According to the text on Stichodactyla toxin toxicity, what is the median paralytic dose of ShK-Dap22?

SUPPLIED TEXT>
⁂

Stichodactyla Toxin - Toxicity

Toxicity

Toxicity of ShK toxin in mice is quite low. The median paralytic dose is about 25 mg/kg bodyweight (which translates to 0.5 mg per 20 g mouse). In rats the therapeutic safety index was greater than 75-fold.

ShK-Dap22 is less toxic, even a dose of 1.0 mg dose did not cause hyperactivity, seizures or mortality. The median paralytic dose was 200 mg/kg body weight.

ShK-170 does not cause significant toxicity in vitro. The peptide was not toxic to human and rat lymphoid cells incubated for 48 h with 100 nM of ShK-170 (>1200 times greater than the Kv1.3 half-blocking dose). The same high concentration of ShK-170 was negative in the Ames test on tester strain TA97A, suggesting that it is not a mutagen. ShK-170 had no effect on heart rate or heart rate variability parameters in either the time or the frequency domain in rats. It does not block the hERG (Kv11.1) channel that is associated with drug-associated cardiac arrhythmias. Repeated daily administration of the peptide by subcutaneous injection (10 µg/kg/day) for 2 weeks to rats does not cause any changes in blood counts, blood chemistry or in the proportion of thymocyte or lymphocyte subsets. Furthermore, the rats administered the peptide gain weight normally.

ShK-186 is also safe. Repeated daily administration by subcutaneous injection of ShK-186 (100 µg/kg/day) for 4 weeks to rats does not cause any changes in blood counts, blood chemistry or histopathology. Furthermore, ShK-186 did not compromise the protective immune response to acute influenza viral infection or acute bacterial (Chlamydia) infection in rats at concentrations that were effective in ameliorating autoimmune diseases in rat models. Interestingly, rats repeatedly administered ShK-186 for a month by subcutaneous injection (500 µg/kg/day) developed low titer anti-ShK antibodies. The reason for the low immunogenicity of the peptide is not well understood. ShK-186 has completed GLP (Good Laboratory Practice) non-clinical safety studies in rodents and non-human primates, and ShK-186 is currently being evaluated in phase 1 human trials.

Many groups are developing Kv1.3 blockers for the treatment of autoimmune diseases.

⁂

[Referring expression data]
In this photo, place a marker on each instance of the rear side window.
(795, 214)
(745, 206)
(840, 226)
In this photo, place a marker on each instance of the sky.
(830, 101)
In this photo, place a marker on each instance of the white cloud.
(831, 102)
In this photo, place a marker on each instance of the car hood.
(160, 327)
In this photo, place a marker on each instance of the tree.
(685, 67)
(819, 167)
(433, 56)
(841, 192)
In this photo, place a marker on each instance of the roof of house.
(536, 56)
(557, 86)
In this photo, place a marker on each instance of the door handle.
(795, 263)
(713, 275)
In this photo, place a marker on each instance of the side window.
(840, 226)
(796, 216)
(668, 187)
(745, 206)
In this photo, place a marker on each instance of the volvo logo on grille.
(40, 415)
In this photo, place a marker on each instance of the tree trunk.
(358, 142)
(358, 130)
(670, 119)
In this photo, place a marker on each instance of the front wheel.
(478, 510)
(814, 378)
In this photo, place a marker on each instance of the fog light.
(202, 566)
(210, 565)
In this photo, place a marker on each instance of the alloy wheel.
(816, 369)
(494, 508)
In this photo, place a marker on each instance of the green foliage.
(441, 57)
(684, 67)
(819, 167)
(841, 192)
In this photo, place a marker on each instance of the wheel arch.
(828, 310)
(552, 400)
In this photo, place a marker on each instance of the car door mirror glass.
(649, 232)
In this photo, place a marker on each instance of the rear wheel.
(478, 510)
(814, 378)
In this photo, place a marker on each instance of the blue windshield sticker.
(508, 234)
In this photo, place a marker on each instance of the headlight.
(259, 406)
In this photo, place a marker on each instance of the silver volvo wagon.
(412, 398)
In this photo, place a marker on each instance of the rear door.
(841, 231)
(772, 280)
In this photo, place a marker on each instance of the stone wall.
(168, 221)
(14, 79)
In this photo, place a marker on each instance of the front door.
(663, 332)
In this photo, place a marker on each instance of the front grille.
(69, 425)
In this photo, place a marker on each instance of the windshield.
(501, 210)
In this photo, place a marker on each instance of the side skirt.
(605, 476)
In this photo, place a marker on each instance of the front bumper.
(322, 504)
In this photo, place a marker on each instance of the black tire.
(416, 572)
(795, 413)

⁂

COMPLETED EXERCISE> 200 mg/kg body weight